SECCIÓN DE TEXTO ▸

La Transición está de moda, y no solo por las series y películas que se estrenan en las plataformas televisivas, sino también por la cascada de efemérides que se nos viene encima. Como recuerda Pedro González-Trevijano, aquel proceso político merecería figurar en uno de los capítulos de Momentos estelares de la humanidad, de Stefan Zweig. El reciente aniversario de la proclamación de Don Juan Carlos —“ese estudiante brillante, el primero de la clase, pero castigado contra la pared por travieso”, según lo describe un amigo diplomático— nos ha traído a la memoria el proyecto que el monarca tenía en mente y que culminaría en la efeméride que hoy celebramos: la Constitución.
El proceso comenzó con la genialidad jurídica de Torcuato Fernández-Miranda: una norma de apenas dos folios —cinco artículos, tres disposiciones transitorias y una final— que fue la Ley para la Reforma Política. A ella siguió la habilidad del Gobierno de Suárez, que eligió a los cinco ponentes de la ley y logró convencer a los procuradores en Cortes para apoyarla. “Todos deseaban perdonar y ser perdonados”, ha dicho recientemente la ponente de la ley, Belén Landáburu. Después vino la legalización del Partido Comunista, la convocatoria de elecciones generales, la victoria de UCD, la aprobación de la Ley de Amnistía —fundamental para la legitimidad de la Constitución— y la apertura de un proceso de consenso destinado a alumbrar una Carta Magna que no fuera de parte, como lo habían sido todas las anteriores, sino de concordia nacional. Ahí radica su mayor virtud: que integra a todos los españoles sin excluir a nadie.

DATOS PROPORCIONADOS ▸

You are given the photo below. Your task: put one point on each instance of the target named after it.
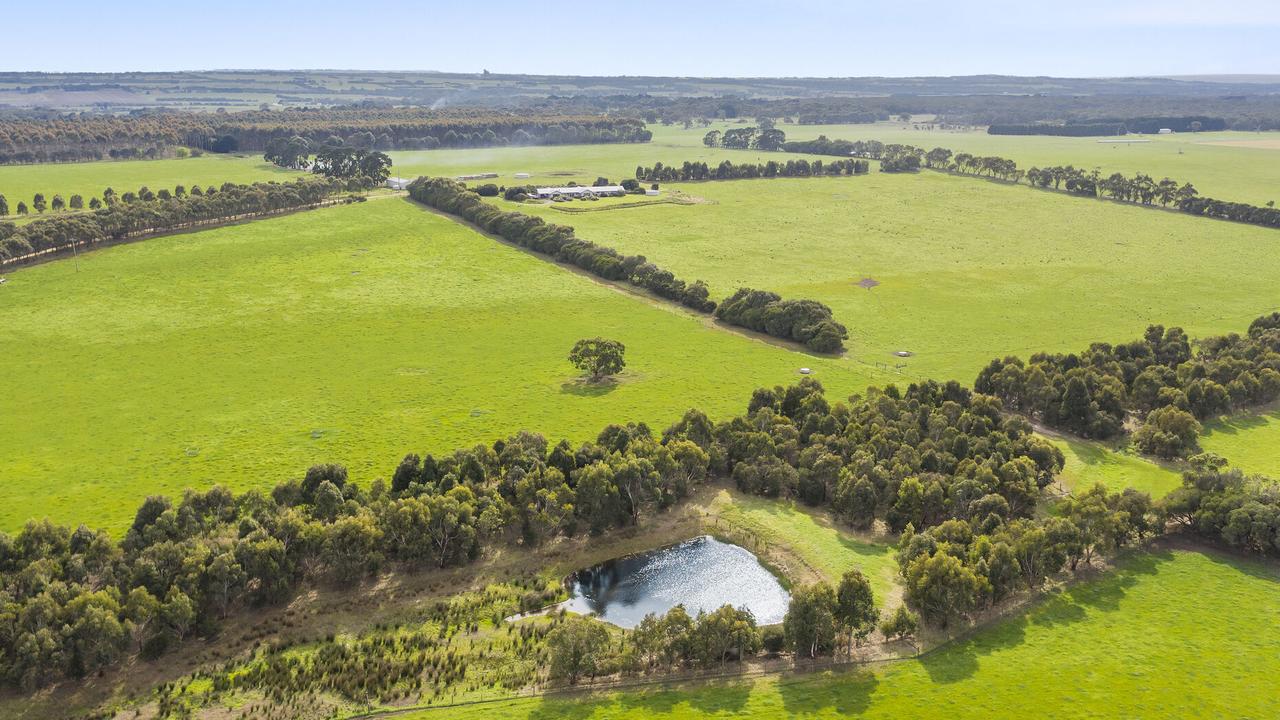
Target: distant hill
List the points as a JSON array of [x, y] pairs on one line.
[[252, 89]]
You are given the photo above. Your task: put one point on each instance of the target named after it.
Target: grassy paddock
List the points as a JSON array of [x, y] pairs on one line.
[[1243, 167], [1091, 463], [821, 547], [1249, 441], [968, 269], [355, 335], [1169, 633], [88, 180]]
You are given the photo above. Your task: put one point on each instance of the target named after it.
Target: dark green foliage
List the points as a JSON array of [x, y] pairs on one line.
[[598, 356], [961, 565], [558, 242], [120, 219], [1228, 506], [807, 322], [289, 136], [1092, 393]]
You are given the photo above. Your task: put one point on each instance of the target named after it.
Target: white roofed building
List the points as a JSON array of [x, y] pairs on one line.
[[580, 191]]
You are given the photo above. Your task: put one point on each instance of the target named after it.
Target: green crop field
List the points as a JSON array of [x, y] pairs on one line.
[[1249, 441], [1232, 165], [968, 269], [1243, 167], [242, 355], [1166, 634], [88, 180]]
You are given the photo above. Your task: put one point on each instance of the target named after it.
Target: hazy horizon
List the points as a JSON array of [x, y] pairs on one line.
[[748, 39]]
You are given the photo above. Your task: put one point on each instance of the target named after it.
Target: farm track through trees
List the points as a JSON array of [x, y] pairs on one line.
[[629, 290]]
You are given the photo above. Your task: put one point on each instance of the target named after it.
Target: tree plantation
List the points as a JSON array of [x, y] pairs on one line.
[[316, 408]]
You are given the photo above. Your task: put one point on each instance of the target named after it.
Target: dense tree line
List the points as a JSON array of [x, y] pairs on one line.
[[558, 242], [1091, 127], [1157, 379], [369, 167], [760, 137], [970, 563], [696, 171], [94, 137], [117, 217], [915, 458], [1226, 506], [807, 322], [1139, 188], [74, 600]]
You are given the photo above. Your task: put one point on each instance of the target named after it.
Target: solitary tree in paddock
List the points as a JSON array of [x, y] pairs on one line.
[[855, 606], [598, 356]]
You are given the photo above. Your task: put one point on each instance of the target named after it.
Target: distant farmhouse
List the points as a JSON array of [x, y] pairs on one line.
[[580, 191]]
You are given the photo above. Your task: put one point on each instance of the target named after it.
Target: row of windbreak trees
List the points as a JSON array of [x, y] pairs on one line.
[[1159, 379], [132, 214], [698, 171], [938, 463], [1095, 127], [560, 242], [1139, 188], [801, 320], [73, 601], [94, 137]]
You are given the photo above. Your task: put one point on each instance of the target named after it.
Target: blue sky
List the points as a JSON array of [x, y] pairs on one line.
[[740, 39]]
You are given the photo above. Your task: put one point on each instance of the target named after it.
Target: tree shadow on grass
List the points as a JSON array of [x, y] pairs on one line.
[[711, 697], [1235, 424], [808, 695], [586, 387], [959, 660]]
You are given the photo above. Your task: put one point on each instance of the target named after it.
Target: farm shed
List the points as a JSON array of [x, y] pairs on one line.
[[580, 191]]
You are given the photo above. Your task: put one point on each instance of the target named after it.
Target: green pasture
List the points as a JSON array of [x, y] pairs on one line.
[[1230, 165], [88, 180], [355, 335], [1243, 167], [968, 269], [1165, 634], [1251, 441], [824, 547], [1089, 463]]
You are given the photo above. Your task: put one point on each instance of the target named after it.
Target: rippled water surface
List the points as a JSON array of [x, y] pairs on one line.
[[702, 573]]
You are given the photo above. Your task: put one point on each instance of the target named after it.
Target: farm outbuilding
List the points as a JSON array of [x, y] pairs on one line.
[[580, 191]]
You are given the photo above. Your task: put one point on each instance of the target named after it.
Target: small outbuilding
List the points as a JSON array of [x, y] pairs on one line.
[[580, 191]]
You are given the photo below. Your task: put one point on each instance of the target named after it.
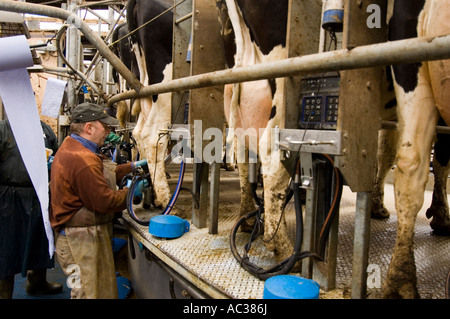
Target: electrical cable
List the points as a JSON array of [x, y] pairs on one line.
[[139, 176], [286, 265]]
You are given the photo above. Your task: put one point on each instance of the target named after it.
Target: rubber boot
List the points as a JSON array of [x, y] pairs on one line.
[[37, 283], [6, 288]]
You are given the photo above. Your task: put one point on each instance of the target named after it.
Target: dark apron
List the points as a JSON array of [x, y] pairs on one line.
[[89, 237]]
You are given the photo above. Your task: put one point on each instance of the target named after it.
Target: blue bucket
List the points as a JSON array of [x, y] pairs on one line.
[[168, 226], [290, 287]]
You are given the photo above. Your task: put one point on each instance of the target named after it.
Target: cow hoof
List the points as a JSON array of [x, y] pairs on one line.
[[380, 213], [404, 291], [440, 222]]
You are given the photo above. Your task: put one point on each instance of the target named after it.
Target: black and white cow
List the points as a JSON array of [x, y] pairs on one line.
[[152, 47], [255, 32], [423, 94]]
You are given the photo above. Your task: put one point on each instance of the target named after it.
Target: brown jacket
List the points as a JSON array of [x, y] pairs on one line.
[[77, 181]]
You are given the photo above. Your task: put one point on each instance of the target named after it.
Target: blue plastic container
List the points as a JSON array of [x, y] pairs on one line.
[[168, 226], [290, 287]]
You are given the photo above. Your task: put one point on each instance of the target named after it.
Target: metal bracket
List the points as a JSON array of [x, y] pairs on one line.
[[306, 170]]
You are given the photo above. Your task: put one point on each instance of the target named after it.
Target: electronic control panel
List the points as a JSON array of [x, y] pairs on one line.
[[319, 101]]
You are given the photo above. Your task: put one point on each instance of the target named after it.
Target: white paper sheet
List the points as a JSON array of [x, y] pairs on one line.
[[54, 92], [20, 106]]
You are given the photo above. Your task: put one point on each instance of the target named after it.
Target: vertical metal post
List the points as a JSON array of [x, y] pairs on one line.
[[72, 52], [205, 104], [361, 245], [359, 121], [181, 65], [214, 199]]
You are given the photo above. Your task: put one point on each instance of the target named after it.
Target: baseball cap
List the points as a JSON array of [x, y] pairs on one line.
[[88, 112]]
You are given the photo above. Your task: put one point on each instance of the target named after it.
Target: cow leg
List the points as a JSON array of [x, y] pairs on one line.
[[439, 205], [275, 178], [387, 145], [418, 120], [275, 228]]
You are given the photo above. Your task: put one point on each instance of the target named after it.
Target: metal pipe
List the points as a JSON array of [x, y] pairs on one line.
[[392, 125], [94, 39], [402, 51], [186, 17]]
--
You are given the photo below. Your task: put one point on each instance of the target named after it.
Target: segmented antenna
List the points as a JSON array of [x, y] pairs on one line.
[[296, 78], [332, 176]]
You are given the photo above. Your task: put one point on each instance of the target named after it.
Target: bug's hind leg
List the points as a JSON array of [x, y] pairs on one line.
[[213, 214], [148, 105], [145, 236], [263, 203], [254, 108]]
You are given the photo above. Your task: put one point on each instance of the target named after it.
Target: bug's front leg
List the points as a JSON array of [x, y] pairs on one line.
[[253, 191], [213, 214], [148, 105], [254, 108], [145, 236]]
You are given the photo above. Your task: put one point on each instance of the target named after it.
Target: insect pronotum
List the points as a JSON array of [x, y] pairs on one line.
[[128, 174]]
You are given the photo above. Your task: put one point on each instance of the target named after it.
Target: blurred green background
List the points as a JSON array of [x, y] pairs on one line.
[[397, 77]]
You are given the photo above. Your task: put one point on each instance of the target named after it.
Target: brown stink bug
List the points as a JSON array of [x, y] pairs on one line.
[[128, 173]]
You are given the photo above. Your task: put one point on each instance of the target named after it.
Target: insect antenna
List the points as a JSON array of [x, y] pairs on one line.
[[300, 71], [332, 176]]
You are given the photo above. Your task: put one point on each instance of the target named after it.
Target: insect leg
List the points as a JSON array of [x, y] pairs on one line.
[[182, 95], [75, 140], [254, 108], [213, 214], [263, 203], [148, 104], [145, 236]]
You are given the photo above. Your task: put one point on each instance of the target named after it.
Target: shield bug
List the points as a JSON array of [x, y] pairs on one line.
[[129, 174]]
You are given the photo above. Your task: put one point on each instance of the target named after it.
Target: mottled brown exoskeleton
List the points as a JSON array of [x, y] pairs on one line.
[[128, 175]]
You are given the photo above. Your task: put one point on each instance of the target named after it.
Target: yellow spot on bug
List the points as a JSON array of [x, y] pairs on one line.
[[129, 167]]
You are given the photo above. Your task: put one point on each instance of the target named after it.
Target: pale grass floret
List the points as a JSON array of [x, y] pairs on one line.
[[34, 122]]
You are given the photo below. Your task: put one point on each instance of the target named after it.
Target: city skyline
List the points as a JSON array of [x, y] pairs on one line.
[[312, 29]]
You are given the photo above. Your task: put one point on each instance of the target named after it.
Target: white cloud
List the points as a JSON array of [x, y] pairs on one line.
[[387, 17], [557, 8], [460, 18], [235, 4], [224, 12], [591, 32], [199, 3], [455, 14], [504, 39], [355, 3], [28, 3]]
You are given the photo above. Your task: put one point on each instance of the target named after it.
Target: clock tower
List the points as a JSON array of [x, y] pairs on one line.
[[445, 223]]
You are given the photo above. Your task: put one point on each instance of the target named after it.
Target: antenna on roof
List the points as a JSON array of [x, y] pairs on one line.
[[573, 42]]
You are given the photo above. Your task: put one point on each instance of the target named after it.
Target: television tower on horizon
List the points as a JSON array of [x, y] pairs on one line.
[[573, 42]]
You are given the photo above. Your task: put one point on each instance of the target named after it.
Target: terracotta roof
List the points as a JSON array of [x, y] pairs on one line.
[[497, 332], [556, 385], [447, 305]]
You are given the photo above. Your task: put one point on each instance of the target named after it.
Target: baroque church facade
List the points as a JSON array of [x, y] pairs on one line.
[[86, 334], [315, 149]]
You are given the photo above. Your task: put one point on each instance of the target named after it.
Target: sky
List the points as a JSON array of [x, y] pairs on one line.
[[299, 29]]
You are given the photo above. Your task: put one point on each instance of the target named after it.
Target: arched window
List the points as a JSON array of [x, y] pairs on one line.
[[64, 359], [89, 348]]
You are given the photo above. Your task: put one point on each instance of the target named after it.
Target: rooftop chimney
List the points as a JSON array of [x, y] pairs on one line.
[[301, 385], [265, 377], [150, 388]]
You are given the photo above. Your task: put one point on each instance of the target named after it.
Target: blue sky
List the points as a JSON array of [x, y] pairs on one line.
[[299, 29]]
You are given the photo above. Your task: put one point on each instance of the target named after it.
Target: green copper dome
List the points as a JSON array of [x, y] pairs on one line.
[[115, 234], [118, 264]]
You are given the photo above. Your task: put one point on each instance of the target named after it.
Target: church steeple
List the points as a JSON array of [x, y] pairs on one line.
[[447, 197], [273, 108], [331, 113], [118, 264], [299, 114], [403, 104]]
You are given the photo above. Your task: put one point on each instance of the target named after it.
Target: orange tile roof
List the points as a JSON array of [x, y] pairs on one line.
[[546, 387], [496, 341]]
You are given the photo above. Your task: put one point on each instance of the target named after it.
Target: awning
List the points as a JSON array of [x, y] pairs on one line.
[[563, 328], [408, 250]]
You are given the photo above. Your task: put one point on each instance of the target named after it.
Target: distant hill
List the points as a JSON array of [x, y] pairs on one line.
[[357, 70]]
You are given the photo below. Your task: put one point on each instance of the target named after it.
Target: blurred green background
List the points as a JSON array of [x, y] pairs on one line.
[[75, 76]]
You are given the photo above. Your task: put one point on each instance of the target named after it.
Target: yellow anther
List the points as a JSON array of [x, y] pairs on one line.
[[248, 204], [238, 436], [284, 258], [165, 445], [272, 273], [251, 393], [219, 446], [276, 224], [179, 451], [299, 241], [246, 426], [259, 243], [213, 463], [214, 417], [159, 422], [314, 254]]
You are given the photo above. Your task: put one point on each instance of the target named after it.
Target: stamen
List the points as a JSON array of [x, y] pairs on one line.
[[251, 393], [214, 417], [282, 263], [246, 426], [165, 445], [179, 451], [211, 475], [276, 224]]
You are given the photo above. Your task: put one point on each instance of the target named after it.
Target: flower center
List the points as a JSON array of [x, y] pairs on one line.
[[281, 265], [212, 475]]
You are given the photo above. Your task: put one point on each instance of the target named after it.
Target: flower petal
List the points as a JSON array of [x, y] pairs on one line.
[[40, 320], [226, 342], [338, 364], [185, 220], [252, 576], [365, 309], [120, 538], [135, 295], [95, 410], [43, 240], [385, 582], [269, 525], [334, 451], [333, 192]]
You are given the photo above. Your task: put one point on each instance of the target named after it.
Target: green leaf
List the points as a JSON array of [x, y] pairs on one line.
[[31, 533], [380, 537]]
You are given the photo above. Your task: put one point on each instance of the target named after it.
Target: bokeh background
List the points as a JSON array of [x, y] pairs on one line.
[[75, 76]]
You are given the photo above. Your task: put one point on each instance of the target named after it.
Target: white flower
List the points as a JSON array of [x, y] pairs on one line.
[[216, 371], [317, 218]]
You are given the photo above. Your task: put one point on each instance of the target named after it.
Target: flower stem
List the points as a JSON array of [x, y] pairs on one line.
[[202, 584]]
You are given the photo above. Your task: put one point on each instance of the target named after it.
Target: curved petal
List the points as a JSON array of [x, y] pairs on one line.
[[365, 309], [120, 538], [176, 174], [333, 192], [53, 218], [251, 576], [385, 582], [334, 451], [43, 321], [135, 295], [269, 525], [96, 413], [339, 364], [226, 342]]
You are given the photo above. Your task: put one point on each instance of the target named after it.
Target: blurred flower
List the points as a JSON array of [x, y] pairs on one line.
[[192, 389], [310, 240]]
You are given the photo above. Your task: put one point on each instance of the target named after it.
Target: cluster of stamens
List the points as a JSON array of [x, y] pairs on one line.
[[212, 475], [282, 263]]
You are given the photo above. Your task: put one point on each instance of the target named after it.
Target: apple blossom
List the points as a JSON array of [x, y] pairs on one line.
---
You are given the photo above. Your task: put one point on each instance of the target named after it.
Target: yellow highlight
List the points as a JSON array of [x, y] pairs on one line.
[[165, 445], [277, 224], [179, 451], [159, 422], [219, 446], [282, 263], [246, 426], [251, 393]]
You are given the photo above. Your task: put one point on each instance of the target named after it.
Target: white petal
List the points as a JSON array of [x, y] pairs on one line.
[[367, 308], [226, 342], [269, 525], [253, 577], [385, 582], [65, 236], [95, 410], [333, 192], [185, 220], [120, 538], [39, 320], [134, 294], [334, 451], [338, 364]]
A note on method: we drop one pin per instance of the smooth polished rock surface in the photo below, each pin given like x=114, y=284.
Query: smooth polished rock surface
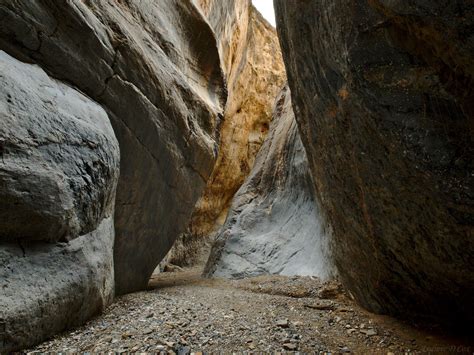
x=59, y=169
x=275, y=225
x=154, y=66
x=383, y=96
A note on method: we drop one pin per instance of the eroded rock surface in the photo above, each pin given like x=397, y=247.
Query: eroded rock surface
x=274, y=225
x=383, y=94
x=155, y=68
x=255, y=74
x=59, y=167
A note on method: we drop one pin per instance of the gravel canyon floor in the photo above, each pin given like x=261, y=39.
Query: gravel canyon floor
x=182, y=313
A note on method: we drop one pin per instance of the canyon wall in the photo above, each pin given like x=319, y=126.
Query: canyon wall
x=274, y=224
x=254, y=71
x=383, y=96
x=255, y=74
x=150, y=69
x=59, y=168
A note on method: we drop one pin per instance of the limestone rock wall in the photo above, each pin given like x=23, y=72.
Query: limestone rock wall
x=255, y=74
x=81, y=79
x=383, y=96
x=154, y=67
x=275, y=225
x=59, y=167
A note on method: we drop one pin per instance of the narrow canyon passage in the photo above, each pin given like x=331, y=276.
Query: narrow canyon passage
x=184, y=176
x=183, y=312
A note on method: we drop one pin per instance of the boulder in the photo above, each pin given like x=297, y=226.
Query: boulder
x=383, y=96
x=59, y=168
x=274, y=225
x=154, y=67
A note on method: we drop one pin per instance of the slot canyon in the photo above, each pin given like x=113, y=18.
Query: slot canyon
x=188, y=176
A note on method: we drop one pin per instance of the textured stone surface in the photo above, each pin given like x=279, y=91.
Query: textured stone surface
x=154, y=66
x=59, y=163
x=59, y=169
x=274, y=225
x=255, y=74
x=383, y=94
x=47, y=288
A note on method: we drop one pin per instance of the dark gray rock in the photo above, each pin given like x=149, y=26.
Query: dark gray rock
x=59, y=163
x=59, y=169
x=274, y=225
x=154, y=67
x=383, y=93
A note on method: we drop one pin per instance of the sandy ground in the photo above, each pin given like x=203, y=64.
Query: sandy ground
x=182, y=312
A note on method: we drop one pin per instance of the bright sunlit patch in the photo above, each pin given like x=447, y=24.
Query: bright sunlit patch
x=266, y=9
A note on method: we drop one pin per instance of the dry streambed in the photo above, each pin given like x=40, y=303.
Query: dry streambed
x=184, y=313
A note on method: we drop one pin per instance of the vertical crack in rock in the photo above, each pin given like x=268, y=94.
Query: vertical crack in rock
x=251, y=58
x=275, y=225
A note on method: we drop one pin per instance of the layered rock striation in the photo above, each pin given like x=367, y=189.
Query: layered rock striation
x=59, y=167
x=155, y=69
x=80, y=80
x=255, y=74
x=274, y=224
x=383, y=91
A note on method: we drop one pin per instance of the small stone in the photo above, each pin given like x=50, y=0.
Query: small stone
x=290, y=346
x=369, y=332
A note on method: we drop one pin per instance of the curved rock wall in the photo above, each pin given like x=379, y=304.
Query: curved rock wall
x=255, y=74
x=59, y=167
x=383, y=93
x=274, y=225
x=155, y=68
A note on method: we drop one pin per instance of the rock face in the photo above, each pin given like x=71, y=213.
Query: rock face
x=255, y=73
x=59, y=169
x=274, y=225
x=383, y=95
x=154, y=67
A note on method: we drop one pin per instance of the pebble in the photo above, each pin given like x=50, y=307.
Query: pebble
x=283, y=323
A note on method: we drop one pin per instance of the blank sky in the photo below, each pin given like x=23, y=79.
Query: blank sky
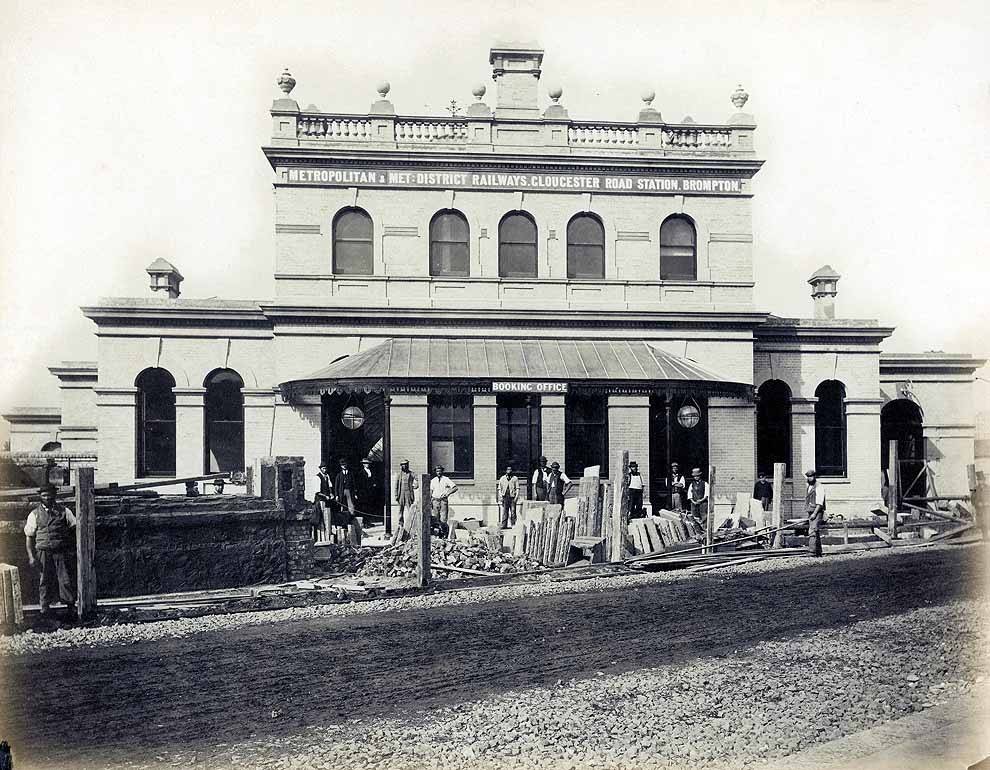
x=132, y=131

INSTRUCCIONES ▸
A. Transcribe del texto sobre la Transición el fragmento que empieza en "La Transición está" y termina en "celebramos: la Constitución.".
B. Por favor, vuelve a escribir tal cual las filas que van desde la que contiene "like x=50, y=0." hasta la que contiene "x=369, y=332", ambas incluidas.
El texto sobre la Transición y las filas son independientes entre sí.

RESPUESTAS POR TAREA ▸
A.
La Transición está de moda, y no solo por las series y películas que se estrenan en las plataformas televisivas, sino también por la cascada de efemérides que se nos viene encima. Como recuerda Pedro González-Trevijano, aquel proceso político merecería figurar en uno de los capítulos de Momentos estelares de la humanidad, de Stefan Zweig. El reciente aniversario de la proclamación de Don Juan Carlos —“ese estudiante brillante, el primero de la clase, pero castigado contra la pared por travieso”, según lo describe un amigo diplomático— nos ha traído a la memoria el proyecto que el monarca tenía en mente y que culminaría en la efeméride que hoy celebramos: la Constitución.

B.
A note on method: we drop one pin per instance of the small stone in the photo above, each pin given like x=50, y=0.
Query: small stone
x=290, y=346
x=369, y=332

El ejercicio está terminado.